→ TASK REQUIREMENTS:
**1.** In the text on the Schwennigen mission, from what altitude was the bombing done?
**2.** Write the next part of the account of the 390th's February 22 mission, starting after the last sentence shown.

→ TEXT EXTRACT:
+++
In England, Verne writes in his diary . . . .
02-22-45 – 10th Mission SCHWENNIGEN
Up at 3 a.m. and on a mission to Bamburg but were prevented because weather. Turned back and bombed marshaling yards at Schwennigen. Very good bombing. Flew around in fog, most of the time behind enemy lines. No flak at all over lines or target. Bombed from 17,000 feet. We were fair worried when we heard the briefing. No mail for three days.
On this mission, Verne flew as a crew member on Songoon, Boeing built B-17G #337565 flown by Maj. James O. Gross. This was mission number 259 for the 390th Bombardment Group (H).
On 22 February the Allied Air Forces sent out their greatest effort on German communications. The 1,428 aircraft from the Eighth Air Force, plus large numbers from the Fifteenth Air Force and the Royal Air Force, went all out to strike at secondary rail lines and bridges.
The assigned target for the 390th, Bamberg marshaling yard, was covered by 10/10ths cloud, so the air leader decided to retrace the route, and hit some target of opportunity where a visual run could be made.
+++
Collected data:

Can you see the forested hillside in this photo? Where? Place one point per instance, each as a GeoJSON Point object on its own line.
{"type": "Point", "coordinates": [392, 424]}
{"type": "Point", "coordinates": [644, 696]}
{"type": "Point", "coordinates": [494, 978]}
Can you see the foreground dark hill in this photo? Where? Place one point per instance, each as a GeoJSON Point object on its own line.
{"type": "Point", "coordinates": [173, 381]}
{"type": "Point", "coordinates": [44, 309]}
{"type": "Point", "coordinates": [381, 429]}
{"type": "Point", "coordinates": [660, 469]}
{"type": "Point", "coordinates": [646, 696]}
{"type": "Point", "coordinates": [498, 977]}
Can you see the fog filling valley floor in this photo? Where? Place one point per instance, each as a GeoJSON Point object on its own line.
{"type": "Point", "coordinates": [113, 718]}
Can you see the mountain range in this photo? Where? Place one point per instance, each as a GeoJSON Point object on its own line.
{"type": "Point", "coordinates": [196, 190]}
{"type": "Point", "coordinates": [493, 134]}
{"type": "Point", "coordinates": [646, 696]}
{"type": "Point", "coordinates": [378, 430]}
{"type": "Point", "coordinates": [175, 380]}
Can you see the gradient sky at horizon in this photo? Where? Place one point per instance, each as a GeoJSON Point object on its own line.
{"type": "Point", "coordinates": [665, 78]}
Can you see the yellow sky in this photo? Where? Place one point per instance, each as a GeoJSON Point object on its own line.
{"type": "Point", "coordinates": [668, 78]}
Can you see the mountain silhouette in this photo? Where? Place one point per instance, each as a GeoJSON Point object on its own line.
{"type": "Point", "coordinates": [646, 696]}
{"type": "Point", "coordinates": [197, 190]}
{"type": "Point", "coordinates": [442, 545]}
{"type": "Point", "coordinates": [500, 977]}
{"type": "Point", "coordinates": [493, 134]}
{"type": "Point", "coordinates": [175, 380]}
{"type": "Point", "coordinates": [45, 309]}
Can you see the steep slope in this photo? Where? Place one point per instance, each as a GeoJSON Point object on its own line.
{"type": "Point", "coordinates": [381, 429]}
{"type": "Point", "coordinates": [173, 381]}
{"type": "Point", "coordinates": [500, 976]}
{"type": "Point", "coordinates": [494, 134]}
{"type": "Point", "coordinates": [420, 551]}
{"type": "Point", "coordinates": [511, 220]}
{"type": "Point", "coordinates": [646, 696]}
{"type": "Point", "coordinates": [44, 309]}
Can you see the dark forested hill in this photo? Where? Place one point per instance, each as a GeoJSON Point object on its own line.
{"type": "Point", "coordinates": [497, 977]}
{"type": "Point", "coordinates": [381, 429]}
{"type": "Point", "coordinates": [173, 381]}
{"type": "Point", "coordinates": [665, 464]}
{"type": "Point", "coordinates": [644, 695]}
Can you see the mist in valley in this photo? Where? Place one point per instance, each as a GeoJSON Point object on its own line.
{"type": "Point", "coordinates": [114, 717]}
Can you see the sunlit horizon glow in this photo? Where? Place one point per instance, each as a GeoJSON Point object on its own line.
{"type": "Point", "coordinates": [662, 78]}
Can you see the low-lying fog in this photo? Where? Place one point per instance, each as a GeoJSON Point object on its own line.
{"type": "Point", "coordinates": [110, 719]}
+++
→ ANSWER SET:
**1.** From 17,000 feet.

**2.**
About fifty miles southeast of Strasbourg, “A” and “B” Squadrons hit Schwenningen marshalling yard, while “C” Squadron hit the nearby Villingen yard. Results by all three Squadrons were “very good”.
There were twenty-five direct hits in the Schwenningen yard which extended into warehouses and part of the city.
“C” Squadron had a long pattern fourteen hundred feet wide and twenty-two hundred feet long which included eighteen direct hits in the Villengen yard.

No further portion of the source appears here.